→ **Requirements**: Render the lines from the one containing "Target: short sleeve" through the end of the material as a Markdown table with columns No. and Line, skipping blank lines.
## begin Input records
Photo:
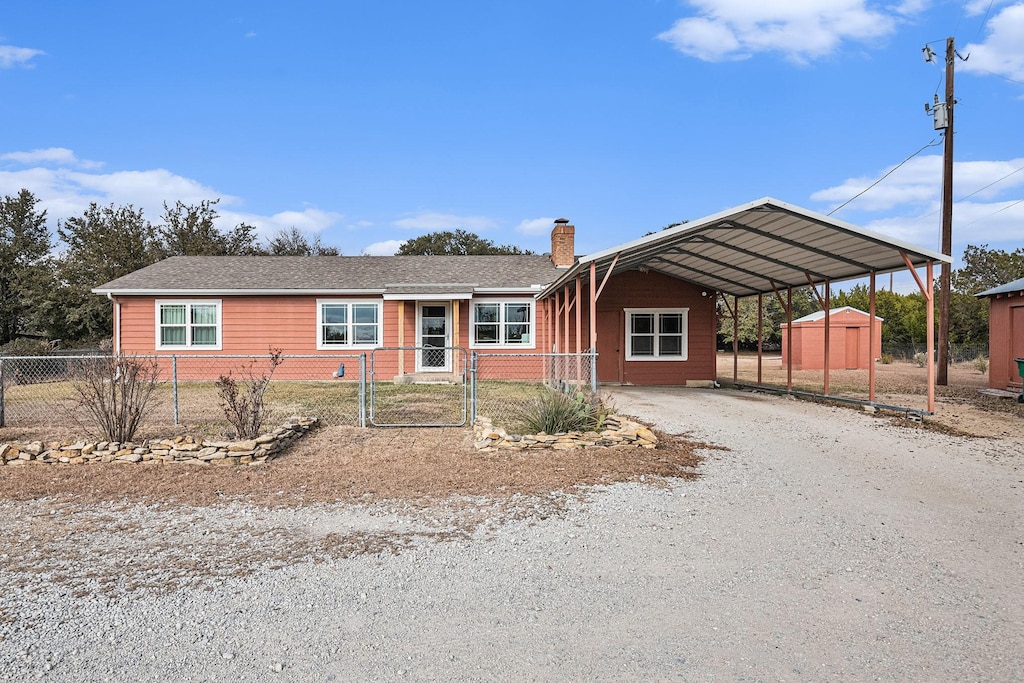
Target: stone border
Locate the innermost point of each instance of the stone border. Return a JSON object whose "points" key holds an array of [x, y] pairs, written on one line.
{"points": [[178, 450], [617, 432]]}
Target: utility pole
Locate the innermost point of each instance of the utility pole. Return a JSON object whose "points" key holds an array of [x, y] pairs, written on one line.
{"points": [[943, 116], [942, 372]]}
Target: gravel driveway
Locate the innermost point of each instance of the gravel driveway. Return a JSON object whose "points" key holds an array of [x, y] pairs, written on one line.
{"points": [[824, 544]]}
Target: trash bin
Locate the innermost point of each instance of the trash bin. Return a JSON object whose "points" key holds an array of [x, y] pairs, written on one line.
{"points": [[1020, 371]]}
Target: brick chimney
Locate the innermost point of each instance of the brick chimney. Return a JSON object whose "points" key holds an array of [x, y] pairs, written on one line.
{"points": [[562, 244]]}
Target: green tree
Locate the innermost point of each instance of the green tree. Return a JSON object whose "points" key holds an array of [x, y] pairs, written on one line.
{"points": [[25, 244], [985, 268], [189, 229], [458, 243], [102, 244], [295, 243], [774, 316]]}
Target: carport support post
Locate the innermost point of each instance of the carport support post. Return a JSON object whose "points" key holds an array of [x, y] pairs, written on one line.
{"points": [[760, 331], [788, 338], [870, 340], [930, 298], [735, 340], [827, 307]]}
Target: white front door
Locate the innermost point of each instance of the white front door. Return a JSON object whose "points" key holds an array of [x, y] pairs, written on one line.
{"points": [[432, 336]]}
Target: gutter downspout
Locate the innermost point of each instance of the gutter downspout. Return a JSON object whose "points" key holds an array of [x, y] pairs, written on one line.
{"points": [[117, 324]]}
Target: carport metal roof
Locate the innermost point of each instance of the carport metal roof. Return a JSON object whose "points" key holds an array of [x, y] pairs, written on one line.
{"points": [[757, 248]]}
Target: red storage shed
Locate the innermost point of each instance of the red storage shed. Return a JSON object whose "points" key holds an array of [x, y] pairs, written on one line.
{"points": [[848, 340], [1006, 334]]}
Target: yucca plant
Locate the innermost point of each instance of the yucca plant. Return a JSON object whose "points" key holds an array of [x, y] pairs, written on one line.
{"points": [[556, 412]]}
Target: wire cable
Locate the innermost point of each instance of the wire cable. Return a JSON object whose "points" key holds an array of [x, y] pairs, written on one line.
{"points": [[933, 143]]}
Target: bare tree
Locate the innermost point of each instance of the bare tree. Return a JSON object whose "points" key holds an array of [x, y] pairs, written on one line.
{"points": [[115, 392], [244, 399]]}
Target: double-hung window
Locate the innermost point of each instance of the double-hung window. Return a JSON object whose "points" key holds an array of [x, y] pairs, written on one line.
{"points": [[655, 334], [186, 325], [503, 324], [348, 324]]}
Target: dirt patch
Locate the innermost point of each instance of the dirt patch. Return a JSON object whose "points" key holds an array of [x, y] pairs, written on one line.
{"points": [[960, 408], [349, 464]]}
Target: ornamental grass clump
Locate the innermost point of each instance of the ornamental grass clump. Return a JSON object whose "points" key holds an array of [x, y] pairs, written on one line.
{"points": [[555, 413]]}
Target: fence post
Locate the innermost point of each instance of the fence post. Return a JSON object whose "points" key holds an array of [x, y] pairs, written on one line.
{"points": [[363, 389], [473, 358], [2, 423], [174, 385]]}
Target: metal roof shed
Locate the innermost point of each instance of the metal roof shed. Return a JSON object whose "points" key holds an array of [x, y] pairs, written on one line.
{"points": [[763, 247]]}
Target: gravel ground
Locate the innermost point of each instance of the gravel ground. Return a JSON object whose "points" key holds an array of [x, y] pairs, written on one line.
{"points": [[823, 544]]}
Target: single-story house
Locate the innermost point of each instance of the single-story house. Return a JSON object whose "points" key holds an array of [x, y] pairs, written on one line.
{"points": [[1006, 334], [848, 340], [647, 306], [654, 329]]}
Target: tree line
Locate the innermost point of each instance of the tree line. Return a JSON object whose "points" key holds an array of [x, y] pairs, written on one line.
{"points": [[905, 315], [46, 285]]}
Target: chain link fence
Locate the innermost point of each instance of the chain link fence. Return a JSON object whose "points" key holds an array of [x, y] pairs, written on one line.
{"points": [[409, 386], [504, 385], [957, 352], [37, 391]]}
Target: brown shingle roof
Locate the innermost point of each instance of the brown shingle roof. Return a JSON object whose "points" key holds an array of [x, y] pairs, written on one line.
{"points": [[332, 273]]}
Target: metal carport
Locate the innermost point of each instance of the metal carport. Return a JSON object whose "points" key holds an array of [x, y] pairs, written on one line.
{"points": [[764, 247]]}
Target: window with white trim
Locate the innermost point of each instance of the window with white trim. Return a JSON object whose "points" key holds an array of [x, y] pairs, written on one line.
{"points": [[184, 325], [348, 324], [496, 324], [655, 334]]}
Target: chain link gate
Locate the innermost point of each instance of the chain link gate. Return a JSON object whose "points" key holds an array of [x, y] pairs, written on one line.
{"points": [[419, 386]]}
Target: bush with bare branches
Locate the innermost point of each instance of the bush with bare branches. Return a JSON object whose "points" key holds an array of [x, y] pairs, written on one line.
{"points": [[244, 399], [114, 392]]}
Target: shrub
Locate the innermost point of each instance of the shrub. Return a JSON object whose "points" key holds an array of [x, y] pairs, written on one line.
{"points": [[115, 393], [244, 400], [555, 412]]}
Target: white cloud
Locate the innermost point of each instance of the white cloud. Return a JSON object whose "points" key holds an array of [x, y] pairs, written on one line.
{"points": [[68, 191], [433, 221], [55, 156], [11, 56], [1003, 51], [801, 30], [386, 248], [536, 225]]}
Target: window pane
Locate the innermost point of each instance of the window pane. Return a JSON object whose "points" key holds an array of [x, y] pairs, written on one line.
{"points": [[335, 334], [204, 314], [335, 313], [517, 312], [485, 334], [671, 324], [643, 345], [643, 324], [485, 312], [172, 336], [172, 314], [671, 345], [365, 334], [514, 334], [365, 312], [205, 336]]}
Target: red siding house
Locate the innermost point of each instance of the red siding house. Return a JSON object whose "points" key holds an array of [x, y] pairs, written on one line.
{"points": [[1006, 334], [652, 328]]}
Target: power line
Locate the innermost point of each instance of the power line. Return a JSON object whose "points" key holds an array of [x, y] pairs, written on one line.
{"points": [[933, 143]]}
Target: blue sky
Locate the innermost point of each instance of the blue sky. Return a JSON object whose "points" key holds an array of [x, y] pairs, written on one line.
{"points": [[369, 123]]}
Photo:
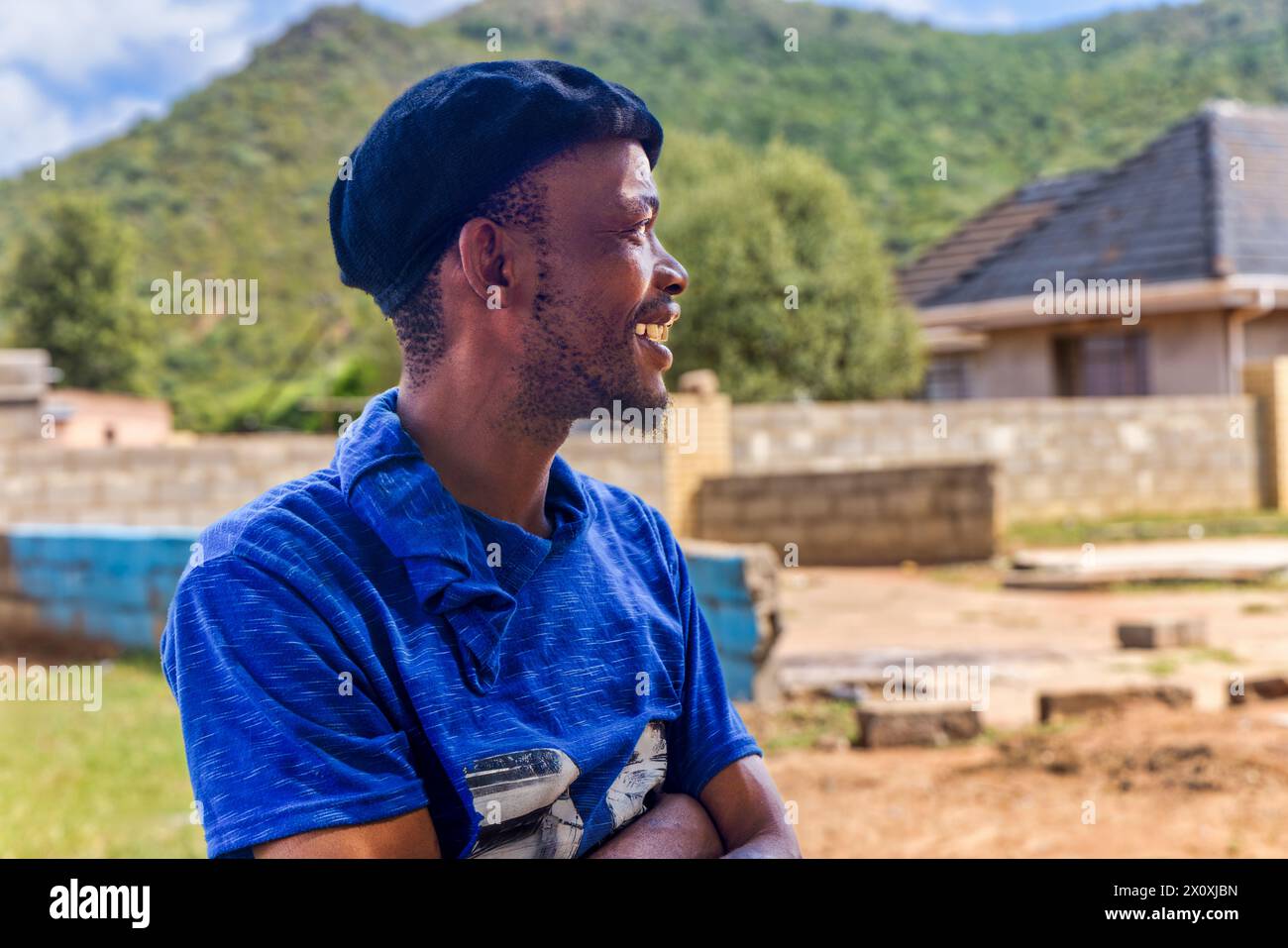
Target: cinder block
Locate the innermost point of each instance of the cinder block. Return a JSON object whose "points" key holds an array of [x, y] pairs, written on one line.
{"points": [[915, 725], [1163, 633], [1052, 706]]}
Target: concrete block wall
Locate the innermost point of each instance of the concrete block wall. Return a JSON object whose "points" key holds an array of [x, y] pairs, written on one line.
{"points": [[925, 513], [1267, 382], [187, 484], [1055, 458]]}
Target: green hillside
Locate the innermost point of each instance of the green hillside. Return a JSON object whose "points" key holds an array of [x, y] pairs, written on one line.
{"points": [[233, 180]]}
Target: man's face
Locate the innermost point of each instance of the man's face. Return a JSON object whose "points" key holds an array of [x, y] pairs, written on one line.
{"points": [[601, 270]]}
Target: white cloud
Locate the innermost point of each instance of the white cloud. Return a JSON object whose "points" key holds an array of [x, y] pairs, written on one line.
{"points": [[69, 42], [35, 125]]}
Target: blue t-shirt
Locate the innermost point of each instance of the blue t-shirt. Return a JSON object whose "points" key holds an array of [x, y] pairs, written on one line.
{"points": [[356, 644]]}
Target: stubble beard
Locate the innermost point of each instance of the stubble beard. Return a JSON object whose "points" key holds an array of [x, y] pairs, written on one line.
{"points": [[579, 361]]}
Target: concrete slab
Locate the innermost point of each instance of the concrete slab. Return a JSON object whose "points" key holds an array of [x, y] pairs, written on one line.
{"points": [[1271, 687], [909, 724], [1054, 706], [1232, 561], [1163, 631]]}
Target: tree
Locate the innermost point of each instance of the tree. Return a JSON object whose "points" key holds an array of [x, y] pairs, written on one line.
{"points": [[758, 228], [65, 292]]}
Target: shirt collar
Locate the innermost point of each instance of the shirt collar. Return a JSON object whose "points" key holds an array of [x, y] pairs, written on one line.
{"points": [[446, 548]]}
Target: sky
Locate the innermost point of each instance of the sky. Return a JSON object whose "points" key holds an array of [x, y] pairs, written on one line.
{"points": [[76, 72]]}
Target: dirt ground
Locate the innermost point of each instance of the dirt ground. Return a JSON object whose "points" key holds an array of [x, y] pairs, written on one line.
{"points": [[1153, 782]]}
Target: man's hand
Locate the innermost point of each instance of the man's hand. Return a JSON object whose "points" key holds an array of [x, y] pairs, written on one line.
{"points": [[677, 827], [747, 810]]}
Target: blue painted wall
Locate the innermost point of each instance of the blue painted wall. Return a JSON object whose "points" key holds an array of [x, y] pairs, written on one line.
{"points": [[116, 582]]}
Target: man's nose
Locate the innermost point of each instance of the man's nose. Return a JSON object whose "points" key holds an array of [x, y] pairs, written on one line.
{"points": [[670, 277]]}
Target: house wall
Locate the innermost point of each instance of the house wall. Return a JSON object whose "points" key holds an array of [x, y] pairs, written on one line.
{"points": [[1266, 338], [935, 513], [1188, 356], [1055, 456]]}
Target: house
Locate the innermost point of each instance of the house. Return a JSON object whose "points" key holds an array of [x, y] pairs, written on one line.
{"points": [[1163, 274]]}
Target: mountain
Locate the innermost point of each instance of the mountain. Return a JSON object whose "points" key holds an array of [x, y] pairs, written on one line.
{"points": [[233, 180]]}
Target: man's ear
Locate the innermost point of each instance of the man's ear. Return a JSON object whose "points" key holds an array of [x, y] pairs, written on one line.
{"points": [[487, 256]]}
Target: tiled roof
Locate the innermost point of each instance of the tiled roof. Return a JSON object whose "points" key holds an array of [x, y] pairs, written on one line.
{"points": [[1183, 209], [984, 235]]}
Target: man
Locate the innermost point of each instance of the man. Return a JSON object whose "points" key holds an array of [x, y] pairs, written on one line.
{"points": [[450, 643]]}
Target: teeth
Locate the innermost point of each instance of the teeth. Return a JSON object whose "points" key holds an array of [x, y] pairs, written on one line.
{"points": [[658, 333]]}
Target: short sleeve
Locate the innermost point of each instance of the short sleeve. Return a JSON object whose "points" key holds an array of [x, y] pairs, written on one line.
## end Input records
→ **Expected answer**:
| No. | Line |
|---|---|
| 1 | Target: short sleeve |
| 2 | Locate the innermost point of each instance of the short sleeve. Return a JSON object whose "points" key holds an array of [x, y] pairs, written on one line. |